## Stated exercise 1
Print the stretch of the forum thread about BOTC and RMC dates from "So assuming i" through "FredDaHead (17 May 2005)", copied word for word.

## Excerpt provided
# Rmc and BOTC dates...am i missing something?



## FSGT Lampkin (17 May 2005)

Hey all

So assuming i start my BOTC on June 27th or July 4th.....at 7 weeks long....thats leaves me ending on either August 8thish or 13th is.....so why do 1st years start RMC on Sept 16th? im sure ive got something wrong here cause i cant imagine being giving 4-5 weeks off ...i remeber hearing something about like a 3 day gap btwn BOTC and RMC ....is there any break btwn? 

Thanks in advance


----------



## FredDaHead (17 May 2005)

I remember being told IAP (the part we're doing this summer) is actually 9 weeks. I counted with the dates I was given (June 26th to August 27th IIRC) and it IS 9 weeks. As for what happens in the gap, I was told it's basically off.

You'd better wait for the recruiting center to give you the complete info. I'd assume you'll get it soon, as I have to show up tomorrow morning to pick up new documents and do stuff.

Anyways, I'll see you at St. Jean.


----------



## s23256 (17 May 2005)

I believe under the current system you get approx. 1 week off between IAP and RMC.  When I did it 4 years ago we finished BOTP had our course party that night and got on the bus to RMC the next morning so enjoy it.  3 days till grad parade!


----------

[Labeled-object pointing entries]
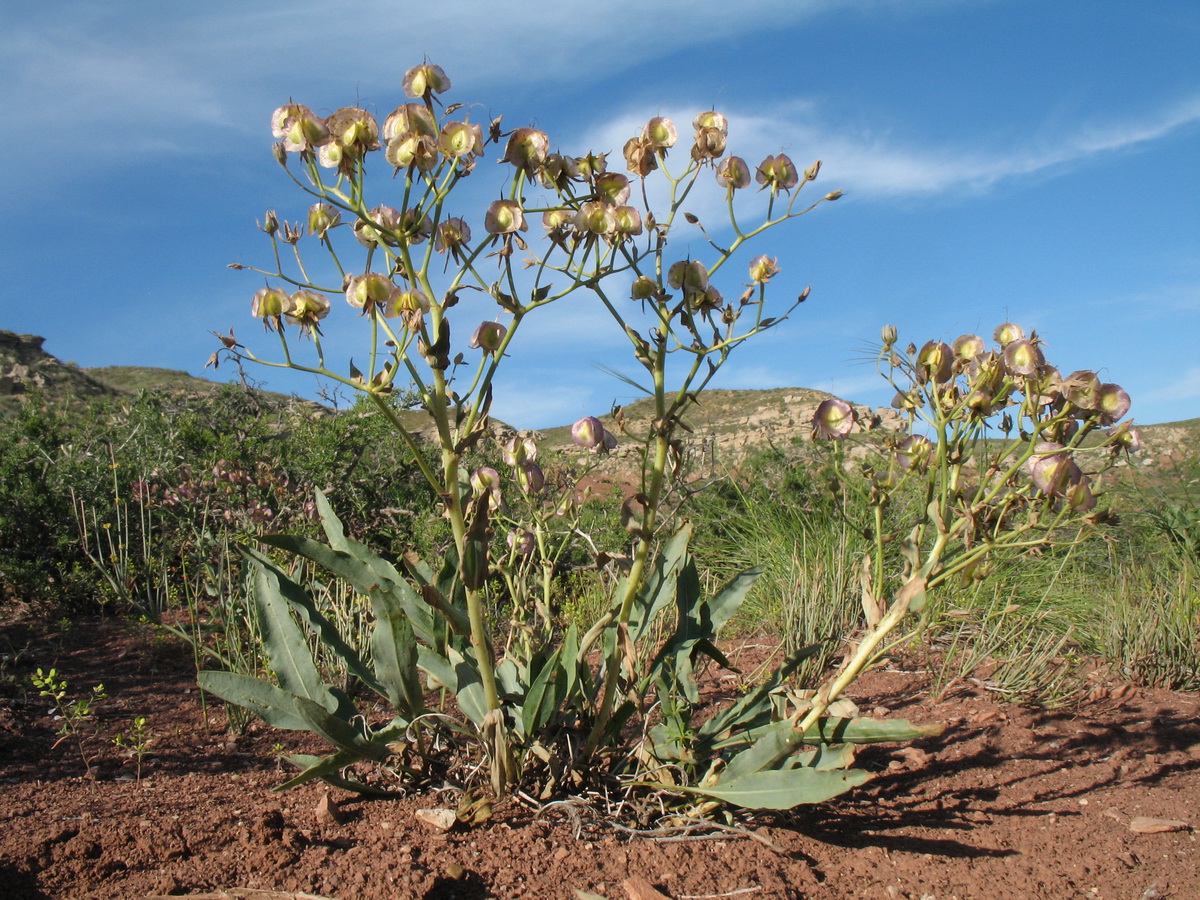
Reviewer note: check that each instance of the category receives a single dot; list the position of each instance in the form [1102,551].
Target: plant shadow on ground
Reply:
[1113,744]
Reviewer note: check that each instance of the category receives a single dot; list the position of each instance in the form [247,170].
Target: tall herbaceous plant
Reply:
[454,690]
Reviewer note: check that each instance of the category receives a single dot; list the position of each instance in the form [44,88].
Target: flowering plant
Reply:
[540,705]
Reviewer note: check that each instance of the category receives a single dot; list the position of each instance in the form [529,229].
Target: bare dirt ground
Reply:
[1009,803]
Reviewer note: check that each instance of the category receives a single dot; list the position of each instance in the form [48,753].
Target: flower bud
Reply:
[487,337]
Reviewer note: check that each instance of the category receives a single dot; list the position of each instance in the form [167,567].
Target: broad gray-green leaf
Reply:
[269,702]
[784,789]
[339,732]
[286,643]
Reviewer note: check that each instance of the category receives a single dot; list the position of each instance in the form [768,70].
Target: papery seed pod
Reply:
[588,433]
[527,150]
[269,304]
[915,453]
[451,234]
[969,347]
[1083,389]
[629,221]
[1006,334]
[323,216]
[1126,438]
[643,288]
[611,187]
[522,541]
[489,337]
[778,173]
[354,130]
[1023,358]
[299,129]
[364,292]
[711,119]
[504,217]
[379,227]
[733,173]
[595,217]
[412,150]
[688,275]
[406,304]
[706,300]
[531,478]
[306,309]
[833,419]
[415,226]
[935,363]
[1113,403]
[517,450]
[557,172]
[425,79]
[660,132]
[708,144]
[459,139]
[556,220]
[409,119]
[592,165]
[763,269]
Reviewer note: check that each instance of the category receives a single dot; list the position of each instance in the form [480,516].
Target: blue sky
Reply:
[1001,160]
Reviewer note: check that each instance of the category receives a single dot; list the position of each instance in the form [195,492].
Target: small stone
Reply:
[1147,825]
[441,819]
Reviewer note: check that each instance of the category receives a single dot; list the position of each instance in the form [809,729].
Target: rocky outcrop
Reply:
[25,367]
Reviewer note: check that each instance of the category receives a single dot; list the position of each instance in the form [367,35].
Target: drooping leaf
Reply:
[285,642]
[340,732]
[784,789]
[318,624]
[269,702]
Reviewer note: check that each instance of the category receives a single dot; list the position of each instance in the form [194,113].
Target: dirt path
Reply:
[1009,803]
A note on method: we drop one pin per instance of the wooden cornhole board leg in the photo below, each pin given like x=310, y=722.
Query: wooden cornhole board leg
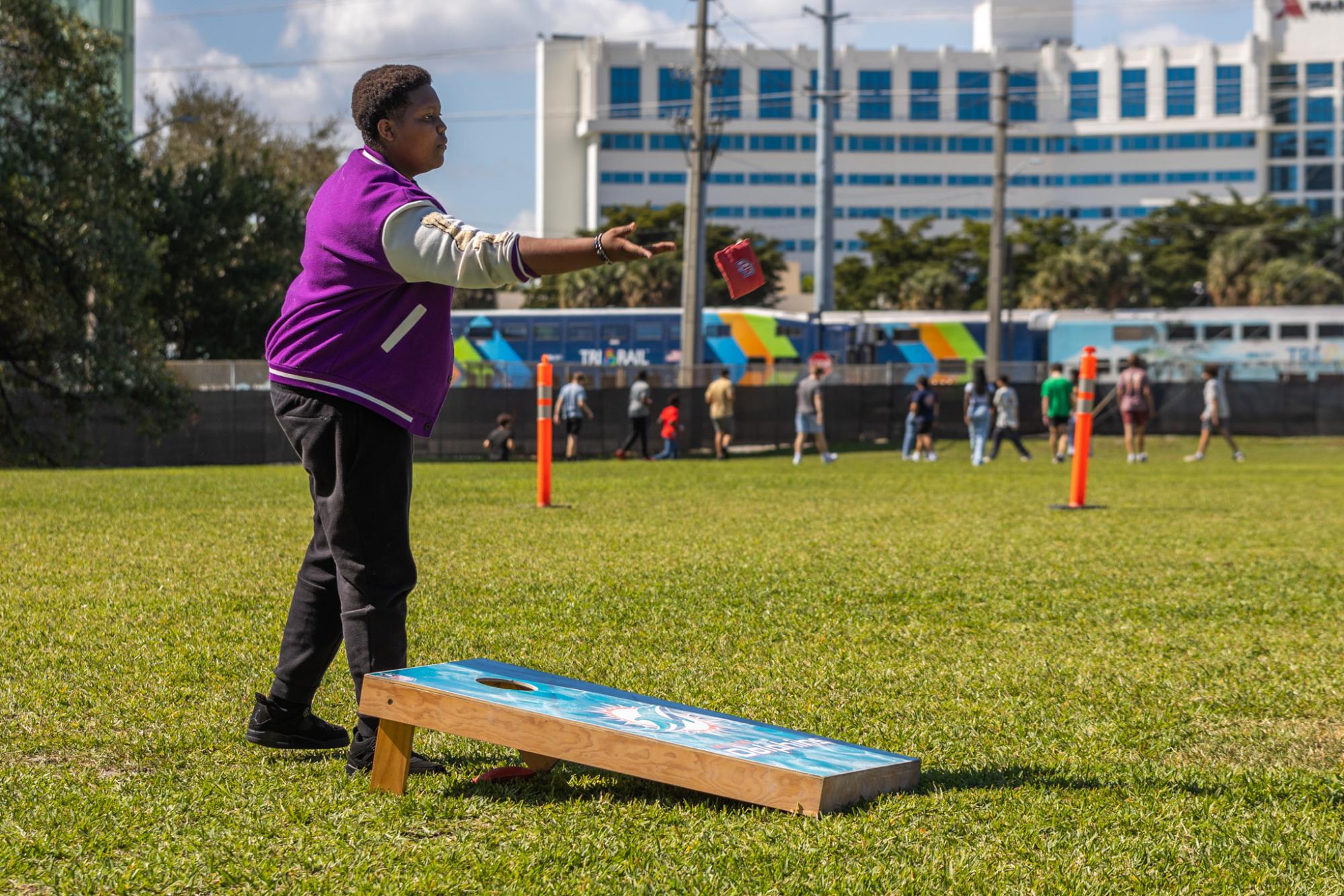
x=550, y=718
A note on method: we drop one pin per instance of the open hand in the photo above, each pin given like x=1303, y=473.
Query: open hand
x=620, y=248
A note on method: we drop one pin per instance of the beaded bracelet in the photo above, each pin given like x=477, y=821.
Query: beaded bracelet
x=601, y=253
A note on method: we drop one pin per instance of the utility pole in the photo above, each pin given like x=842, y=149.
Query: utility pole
x=995, y=299
x=825, y=97
x=692, y=236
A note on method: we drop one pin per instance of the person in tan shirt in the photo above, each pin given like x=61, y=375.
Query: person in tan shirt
x=719, y=398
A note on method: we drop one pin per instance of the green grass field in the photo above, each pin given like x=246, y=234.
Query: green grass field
x=1141, y=699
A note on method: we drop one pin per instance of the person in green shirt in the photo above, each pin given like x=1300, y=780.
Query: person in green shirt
x=1055, y=398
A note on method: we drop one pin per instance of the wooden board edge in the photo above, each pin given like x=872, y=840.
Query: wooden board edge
x=628, y=754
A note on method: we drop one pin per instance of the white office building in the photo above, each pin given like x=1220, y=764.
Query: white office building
x=1095, y=135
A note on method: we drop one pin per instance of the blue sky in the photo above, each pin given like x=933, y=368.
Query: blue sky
x=482, y=56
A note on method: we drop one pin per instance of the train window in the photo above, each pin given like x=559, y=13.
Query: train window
x=1133, y=334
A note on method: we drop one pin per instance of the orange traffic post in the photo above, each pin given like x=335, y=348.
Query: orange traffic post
x=543, y=433
x=1082, y=435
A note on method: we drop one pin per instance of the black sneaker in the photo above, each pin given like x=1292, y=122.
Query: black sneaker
x=281, y=727
x=362, y=758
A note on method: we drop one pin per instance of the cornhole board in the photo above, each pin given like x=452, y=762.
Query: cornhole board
x=550, y=718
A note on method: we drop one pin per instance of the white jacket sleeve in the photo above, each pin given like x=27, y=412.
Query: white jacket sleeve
x=427, y=247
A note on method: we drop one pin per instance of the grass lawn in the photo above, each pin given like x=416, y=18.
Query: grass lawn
x=1147, y=698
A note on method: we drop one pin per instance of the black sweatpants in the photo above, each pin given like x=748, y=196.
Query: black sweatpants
x=639, y=431
x=358, y=570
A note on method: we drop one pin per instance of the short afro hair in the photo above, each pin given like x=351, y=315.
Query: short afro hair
x=381, y=93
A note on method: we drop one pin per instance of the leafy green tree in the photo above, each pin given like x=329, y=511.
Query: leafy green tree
x=230, y=195
x=77, y=335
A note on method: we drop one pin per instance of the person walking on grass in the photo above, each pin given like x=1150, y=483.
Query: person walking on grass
x=1216, y=416
x=976, y=412
x=671, y=421
x=1007, y=420
x=361, y=361
x=809, y=418
x=1055, y=406
x=570, y=409
x=1136, y=408
x=499, y=444
x=639, y=413
x=924, y=409
x=719, y=398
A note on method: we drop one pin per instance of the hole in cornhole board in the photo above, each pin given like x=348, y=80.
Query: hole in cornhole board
x=504, y=684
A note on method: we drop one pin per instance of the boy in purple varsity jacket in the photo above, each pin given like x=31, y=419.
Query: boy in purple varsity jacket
x=361, y=362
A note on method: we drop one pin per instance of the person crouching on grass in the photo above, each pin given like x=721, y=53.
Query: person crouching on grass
x=361, y=361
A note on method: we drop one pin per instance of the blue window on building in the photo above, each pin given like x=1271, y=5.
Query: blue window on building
x=625, y=93
x=774, y=88
x=621, y=142
x=1284, y=144
x=812, y=85
x=924, y=96
x=1022, y=96
x=674, y=93
x=1187, y=178
x=1317, y=178
x=1133, y=93
x=1320, y=75
x=1083, y=93
x=1227, y=100
x=972, y=96
x=1235, y=140
x=773, y=143
x=1318, y=144
x=1282, y=179
x=1284, y=111
x=920, y=144
x=1198, y=140
x=971, y=144
x=1140, y=143
x=726, y=95
x=1180, y=92
x=874, y=144
x=875, y=95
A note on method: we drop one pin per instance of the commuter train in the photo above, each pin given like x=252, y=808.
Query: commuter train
x=762, y=346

## Stated exercise 2
Output the stretch of the entries from the line containing "like x=1271, y=5." through the end of the entries, reproducing each line exactly.

## Problem solution 1
So assuming i start my BOTC on June 27th or July 4th.....at 7 weeks long....thats leaves me ending on either August 8thish or 13th is.....so why do 1st years start RMC on Sept 16th? im sure ive got something wrong here cause i cant imagine being giving 4-5 weeks off ...i remeber hearing something about like a 3 day gap btwn BOTC and RMC ....is there any break btwn? 

Thanks in advance


----------



## FredDaHead (17 May 2005)

## Problem solution 2
A note on method: we drop one pin per instance of the blue window on building in the photo above, each pin given like x=1271, y=5.
Query: blue window on building
x=625, y=93
x=774, y=88
x=621, y=142
x=1284, y=144
x=812, y=85
x=924, y=96
x=1022, y=96
x=674, y=93
x=1187, y=178
x=1317, y=178
x=1133, y=93
x=1320, y=75
x=1083, y=93
x=1227, y=100
x=972, y=96
x=1235, y=140
x=773, y=143
x=1318, y=144
x=1282, y=179
x=1284, y=111
x=920, y=144
x=1198, y=140
x=971, y=144
x=1140, y=143
x=726, y=95
x=1180, y=92
x=874, y=144
x=875, y=95
A note on method: we drop one pin per instance of the commuter train in the photo above, each pin given like x=252, y=808.
Query: commuter train
x=762, y=346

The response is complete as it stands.